### WORK ITEM
Go line by line through the entries below and copy those containing the string "flowers".

Data excerpts
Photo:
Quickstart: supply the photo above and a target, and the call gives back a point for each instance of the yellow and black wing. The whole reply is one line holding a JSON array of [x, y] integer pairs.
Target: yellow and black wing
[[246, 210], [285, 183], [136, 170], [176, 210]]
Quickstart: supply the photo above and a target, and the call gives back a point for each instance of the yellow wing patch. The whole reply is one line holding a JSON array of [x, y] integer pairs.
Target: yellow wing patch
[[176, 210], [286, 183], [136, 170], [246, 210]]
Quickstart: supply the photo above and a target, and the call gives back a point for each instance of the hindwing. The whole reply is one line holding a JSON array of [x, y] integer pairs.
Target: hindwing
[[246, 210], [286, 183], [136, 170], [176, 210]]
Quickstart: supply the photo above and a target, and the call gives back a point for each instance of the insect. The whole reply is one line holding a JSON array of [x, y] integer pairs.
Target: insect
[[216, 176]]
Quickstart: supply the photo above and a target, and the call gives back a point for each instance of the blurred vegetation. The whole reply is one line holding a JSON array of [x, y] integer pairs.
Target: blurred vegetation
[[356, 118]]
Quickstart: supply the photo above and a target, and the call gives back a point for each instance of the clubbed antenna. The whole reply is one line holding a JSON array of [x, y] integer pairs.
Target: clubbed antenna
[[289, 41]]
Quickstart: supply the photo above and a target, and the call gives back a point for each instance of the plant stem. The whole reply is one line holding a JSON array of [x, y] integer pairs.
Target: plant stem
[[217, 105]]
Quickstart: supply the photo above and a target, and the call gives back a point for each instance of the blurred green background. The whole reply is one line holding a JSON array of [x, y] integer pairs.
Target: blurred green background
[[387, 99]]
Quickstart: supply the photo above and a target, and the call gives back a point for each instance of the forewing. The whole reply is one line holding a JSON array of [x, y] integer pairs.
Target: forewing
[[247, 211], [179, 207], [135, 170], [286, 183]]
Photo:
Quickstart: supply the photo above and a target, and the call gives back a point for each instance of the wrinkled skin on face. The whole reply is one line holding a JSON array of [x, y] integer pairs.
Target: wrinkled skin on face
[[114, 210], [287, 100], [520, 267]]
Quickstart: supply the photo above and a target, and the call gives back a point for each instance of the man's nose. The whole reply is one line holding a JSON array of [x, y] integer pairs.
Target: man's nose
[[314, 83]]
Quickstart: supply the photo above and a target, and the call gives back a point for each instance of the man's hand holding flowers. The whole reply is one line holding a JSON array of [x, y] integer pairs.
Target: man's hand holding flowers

### RESULT OF THIS EXERCISE
Quickstart: supply the photo above and a target, and the call gives back a point for each instance of the man's hand holding flowers. The whole reply is one line holding a JSON array of [x, y] integer pairs.
Target: man's hand holding flowers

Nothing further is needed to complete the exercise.